取り組む課題: 以下のエントリをすべて、一字一句違えずにそのまま繰り返し記してください。

課題用データ:
━━━

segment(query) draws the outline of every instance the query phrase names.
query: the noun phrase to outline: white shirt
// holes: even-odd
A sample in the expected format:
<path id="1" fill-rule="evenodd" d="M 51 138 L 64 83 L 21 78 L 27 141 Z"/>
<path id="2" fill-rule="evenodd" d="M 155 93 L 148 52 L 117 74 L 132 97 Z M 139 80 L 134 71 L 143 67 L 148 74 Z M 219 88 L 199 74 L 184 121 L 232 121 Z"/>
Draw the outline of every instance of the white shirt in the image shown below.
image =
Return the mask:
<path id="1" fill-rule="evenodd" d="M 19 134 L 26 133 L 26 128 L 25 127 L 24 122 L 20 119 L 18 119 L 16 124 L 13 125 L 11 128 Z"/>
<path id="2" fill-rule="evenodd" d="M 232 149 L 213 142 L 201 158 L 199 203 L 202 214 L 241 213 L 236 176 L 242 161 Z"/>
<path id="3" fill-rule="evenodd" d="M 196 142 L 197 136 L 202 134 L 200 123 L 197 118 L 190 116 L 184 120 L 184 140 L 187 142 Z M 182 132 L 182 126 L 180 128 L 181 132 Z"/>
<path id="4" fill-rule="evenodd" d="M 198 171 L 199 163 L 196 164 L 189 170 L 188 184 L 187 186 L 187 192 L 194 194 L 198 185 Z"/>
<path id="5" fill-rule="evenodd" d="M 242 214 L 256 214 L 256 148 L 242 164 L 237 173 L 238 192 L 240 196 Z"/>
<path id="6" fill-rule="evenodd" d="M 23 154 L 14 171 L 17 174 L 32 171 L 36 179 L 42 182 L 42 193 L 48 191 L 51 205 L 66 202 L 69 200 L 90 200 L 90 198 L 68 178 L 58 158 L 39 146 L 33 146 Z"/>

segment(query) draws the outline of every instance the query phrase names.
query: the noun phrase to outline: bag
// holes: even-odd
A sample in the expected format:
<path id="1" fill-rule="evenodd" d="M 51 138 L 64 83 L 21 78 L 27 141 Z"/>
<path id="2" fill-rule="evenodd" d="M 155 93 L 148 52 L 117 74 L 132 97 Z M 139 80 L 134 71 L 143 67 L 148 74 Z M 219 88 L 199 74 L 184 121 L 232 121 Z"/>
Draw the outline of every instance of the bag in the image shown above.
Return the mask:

━━━

演習の出力:
segment(query) draws the outline of every instance the query phrase names.
query: the noun phrase to outline: white shirt
// holes: even-odd
A sample in the expected format:
<path id="1" fill-rule="evenodd" d="M 51 138 L 64 83 L 21 78 L 27 141 Z"/>
<path id="2" fill-rule="evenodd" d="M 155 93 L 148 52 L 117 74 L 132 97 Z M 139 80 L 134 71 L 143 67 L 148 74 Z M 219 88 L 199 74 L 184 121 L 232 121 Z"/>
Draw the outline of every instance of the white shirt in the image shown below.
image =
Return the mask:
<path id="1" fill-rule="evenodd" d="M 19 134 L 26 133 L 26 128 L 25 127 L 24 122 L 20 119 L 18 119 L 16 124 L 13 125 L 11 128 Z"/>
<path id="2" fill-rule="evenodd" d="M 232 149 L 213 142 L 201 158 L 199 203 L 202 214 L 241 213 L 236 176 L 242 161 Z"/>
<path id="3" fill-rule="evenodd" d="M 196 142 L 197 136 L 202 134 L 200 123 L 197 118 L 190 116 L 184 120 L 184 140 L 187 142 Z M 182 132 L 182 126 L 180 128 L 181 132 Z"/>
<path id="4" fill-rule="evenodd" d="M 198 171 L 199 163 L 196 164 L 189 170 L 188 184 L 187 186 L 187 192 L 194 194 L 198 185 Z"/>
<path id="5" fill-rule="evenodd" d="M 242 214 L 256 214 L 256 148 L 242 164 L 237 173 L 238 192 L 240 196 Z"/>
<path id="6" fill-rule="evenodd" d="M 23 154 L 14 171 L 17 174 L 32 171 L 36 179 L 42 182 L 42 193 L 48 191 L 51 205 L 66 202 L 69 200 L 90 200 L 90 198 L 68 178 L 58 158 L 39 146 L 33 146 Z"/>

segment(query) draws the outline of every instance the query phrase names.
query: the noun phrase to outline: bag
// holes: even-odd
A sample in the expected format:
<path id="1" fill-rule="evenodd" d="M 51 138 L 64 83 L 21 78 L 27 141 Z"/>
<path id="2" fill-rule="evenodd" d="M 155 93 L 148 52 L 117 74 L 132 97 Z M 139 80 L 134 71 L 143 67 L 148 74 Z M 219 88 L 199 74 L 184 121 L 232 121 Z"/>
Draw the outline of every instance of the bag in the image shown above.
Return the mask:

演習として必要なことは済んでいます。